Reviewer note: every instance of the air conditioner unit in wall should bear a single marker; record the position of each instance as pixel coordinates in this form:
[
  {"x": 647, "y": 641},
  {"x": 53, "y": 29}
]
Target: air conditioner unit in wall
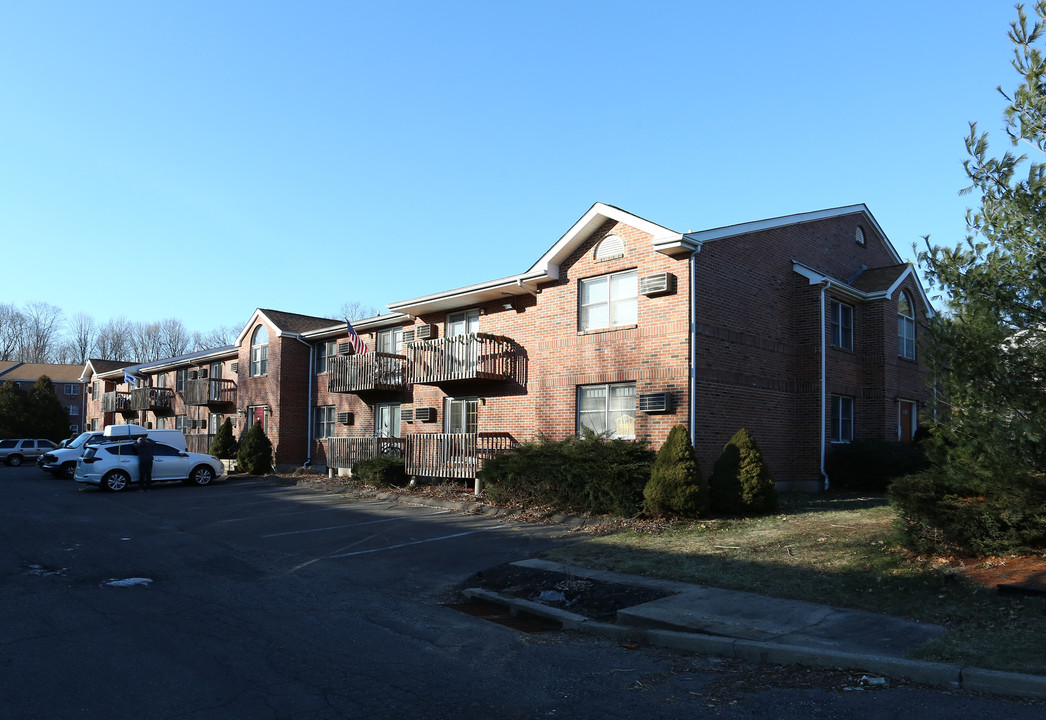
[
  {"x": 658, "y": 284},
  {"x": 654, "y": 402}
]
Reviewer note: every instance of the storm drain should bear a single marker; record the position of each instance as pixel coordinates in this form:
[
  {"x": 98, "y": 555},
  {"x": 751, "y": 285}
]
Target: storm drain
[{"x": 501, "y": 615}]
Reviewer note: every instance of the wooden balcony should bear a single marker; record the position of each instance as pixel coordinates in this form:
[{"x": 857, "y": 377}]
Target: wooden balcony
[
  {"x": 344, "y": 452},
  {"x": 204, "y": 391},
  {"x": 199, "y": 443},
  {"x": 465, "y": 357},
  {"x": 155, "y": 399},
  {"x": 455, "y": 455},
  {"x": 116, "y": 402},
  {"x": 365, "y": 373}
]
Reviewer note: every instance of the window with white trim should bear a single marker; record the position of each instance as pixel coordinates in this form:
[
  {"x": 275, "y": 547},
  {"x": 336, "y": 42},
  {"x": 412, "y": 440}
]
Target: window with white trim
[
  {"x": 842, "y": 325},
  {"x": 608, "y": 409},
  {"x": 259, "y": 352},
  {"x": 906, "y": 327},
  {"x": 609, "y": 300},
  {"x": 842, "y": 419}
]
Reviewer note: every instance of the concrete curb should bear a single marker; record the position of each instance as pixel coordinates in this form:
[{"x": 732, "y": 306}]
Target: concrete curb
[{"x": 939, "y": 674}]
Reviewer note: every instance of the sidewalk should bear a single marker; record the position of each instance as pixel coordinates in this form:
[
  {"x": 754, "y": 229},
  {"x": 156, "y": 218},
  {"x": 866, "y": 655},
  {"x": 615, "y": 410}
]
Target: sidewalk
[{"x": 751, "y": 627}]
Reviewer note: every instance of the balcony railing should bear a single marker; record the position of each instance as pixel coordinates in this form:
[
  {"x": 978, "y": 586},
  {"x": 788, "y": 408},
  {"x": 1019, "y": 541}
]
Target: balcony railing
[
  {"x": 455, "y": 455},
  {"x": 116, "y": 402},
  {"x": 212, "y": 391},
  {"x": 370, "y": 372},
  {"x": 344, "y": 452},
  {"x": 199, "y": 443},
  {"x": 465, "y": 357},
  {"x": 156, "y": 399}
]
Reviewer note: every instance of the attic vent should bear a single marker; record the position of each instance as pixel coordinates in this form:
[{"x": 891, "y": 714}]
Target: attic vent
[
  {"x": 653, "y": 402},
  {"x": 612, "y": 246},
  {"x": 657, "y": 284}
]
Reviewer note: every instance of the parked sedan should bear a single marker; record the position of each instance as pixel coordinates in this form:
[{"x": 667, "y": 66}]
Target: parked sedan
[
  {"x": 16, "y": 451},
  {"x": 114, "y": 466}
]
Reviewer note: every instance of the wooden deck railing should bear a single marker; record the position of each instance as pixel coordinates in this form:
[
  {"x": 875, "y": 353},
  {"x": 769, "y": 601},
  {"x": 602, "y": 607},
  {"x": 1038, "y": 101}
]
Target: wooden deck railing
[
  {"x": 212, "y": 391},
  {"x": 344, "y": 452},
  {"x": 457, "y": 455},
  {"x": 156, "y": 399},
  {"x": 116, "y": 402},
  {"x": 370, "y": 372},
  {"x": 465, "y": 357}
]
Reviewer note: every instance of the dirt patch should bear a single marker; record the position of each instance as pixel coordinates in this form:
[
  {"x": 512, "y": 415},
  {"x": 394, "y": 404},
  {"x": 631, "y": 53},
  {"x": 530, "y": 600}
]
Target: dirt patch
[{"x": 593, "y": 599}]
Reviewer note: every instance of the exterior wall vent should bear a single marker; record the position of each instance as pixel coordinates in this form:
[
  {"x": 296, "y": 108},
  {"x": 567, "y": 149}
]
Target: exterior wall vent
[
  {"x": 658, "y": 284},
  {"x": 654, "y": 402}
]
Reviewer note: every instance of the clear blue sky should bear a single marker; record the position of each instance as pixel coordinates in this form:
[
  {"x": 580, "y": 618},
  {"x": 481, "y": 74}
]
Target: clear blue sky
[{"x": 202, "y": 159}]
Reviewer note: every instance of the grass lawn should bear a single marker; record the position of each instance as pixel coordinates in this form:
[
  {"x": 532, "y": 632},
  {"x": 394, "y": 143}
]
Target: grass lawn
[{"x": 836, "y": 549}]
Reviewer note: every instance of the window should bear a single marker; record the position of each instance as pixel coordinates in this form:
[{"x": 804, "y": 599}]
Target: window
[
  {"x": 460, "y": 414},
  {"x": 259, "y": 352},
  {"x": 608, "y": 409},
  {"x": 609, "y": 301},
  {"x": 324, "y": 350},
  {"x": 325, "y": 417},
  {"x": 611, "y": 246},
  {"x": 391, "y": 340},
  {"x": 906, "y": 328},
  {"x": 842, "y": 325},
  {"x": 842, "y": 419}
]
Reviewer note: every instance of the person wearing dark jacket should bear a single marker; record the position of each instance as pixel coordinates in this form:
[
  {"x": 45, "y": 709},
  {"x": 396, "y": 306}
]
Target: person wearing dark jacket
[{"x": 144, "y": 447}]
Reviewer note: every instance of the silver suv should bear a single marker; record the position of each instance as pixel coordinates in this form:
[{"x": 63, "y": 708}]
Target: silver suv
[{"x": 15, "y": 451}]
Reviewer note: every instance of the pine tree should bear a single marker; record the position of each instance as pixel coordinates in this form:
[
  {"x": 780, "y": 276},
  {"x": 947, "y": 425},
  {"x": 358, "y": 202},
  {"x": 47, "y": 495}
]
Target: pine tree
[{"x": 676, "y": 488}]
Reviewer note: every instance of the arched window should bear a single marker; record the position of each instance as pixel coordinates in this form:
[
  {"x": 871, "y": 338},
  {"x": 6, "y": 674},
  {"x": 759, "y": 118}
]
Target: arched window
[
  {"x": 259, "y": 352},
  {"x": 611, "y": 246},
  {"x": 906, "y": 327}
]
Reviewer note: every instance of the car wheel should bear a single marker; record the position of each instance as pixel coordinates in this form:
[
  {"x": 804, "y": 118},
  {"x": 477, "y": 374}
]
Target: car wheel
[
  {"x": 116, "y": 480},
  {"x": 202, "y": 475}
]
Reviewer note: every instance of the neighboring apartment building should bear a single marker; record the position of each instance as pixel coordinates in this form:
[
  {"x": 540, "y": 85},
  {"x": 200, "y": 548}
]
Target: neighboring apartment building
[
  {"x": 68, "y": 387},
  {"x": 802, "y": 329}
]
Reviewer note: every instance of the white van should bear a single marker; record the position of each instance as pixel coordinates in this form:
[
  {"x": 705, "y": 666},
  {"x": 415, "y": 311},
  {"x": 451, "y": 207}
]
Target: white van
[{"x": 62, "y": 462}]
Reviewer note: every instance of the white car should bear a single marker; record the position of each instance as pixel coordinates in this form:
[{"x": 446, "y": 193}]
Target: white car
[{"x": 114, "y": 466}]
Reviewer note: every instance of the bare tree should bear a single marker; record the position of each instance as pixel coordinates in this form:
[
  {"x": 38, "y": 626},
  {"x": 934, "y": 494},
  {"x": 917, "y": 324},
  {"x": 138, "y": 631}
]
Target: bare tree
[
  {"x": 113, "y": 340},
  {"x": 354, "y": 310},
  {"x": 40, "y": 335},
  {"x": 12, "y": 322},
  {"x": 83, "y": 330}
]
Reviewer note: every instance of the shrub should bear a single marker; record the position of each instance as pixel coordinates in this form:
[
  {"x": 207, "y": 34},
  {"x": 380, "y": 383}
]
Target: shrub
[
  {"x": 383, "y": 471},
  {"x": 741, "y": 482},
  {"x": 224, "y": 444},
  {"x": 941, "y": 514},
  {"x": 588, "y": 474},
  {"x": 871, "y": 464},
  {"x": 254, "y": 455},
  {"x": 676, "y": 488}
]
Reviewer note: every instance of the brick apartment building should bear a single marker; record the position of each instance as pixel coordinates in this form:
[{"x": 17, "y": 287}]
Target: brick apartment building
[{"x": 803, "y": 329}]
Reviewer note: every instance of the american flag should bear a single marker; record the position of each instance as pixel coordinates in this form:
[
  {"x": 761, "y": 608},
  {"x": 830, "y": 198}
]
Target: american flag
[{"x": 358, "y": 344}]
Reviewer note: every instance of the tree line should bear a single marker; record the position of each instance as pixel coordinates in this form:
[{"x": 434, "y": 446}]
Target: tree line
[{"x": 39, "y": 332}]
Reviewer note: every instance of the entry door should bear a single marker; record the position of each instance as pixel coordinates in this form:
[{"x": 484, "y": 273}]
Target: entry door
[{"x": 906, "y": 421}]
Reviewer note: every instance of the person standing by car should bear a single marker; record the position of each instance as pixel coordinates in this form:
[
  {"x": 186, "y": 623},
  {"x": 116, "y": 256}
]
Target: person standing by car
[{"x": 144, "y": 447}]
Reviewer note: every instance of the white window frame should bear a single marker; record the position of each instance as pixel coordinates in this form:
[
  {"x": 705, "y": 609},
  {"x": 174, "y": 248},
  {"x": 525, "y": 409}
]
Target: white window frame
[
  {"x": 611, "y": 411},
  {"x": 842, "y": 419},
  {"x": 616, "y": 302},
  {"x": 842, "y": 325}
]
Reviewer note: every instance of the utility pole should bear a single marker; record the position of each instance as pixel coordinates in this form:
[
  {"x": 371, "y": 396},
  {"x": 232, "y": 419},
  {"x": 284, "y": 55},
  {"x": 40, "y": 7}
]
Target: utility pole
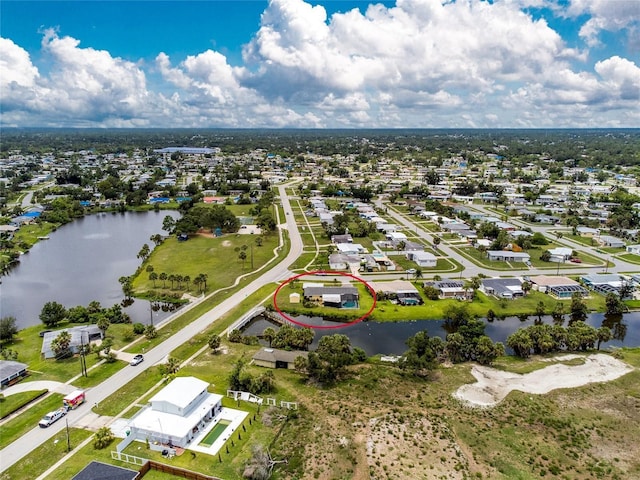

- [The task] Tally the lines of the items above that contain the string "unit", treating case as significant. Reply with the number alone.

- [Answer] 2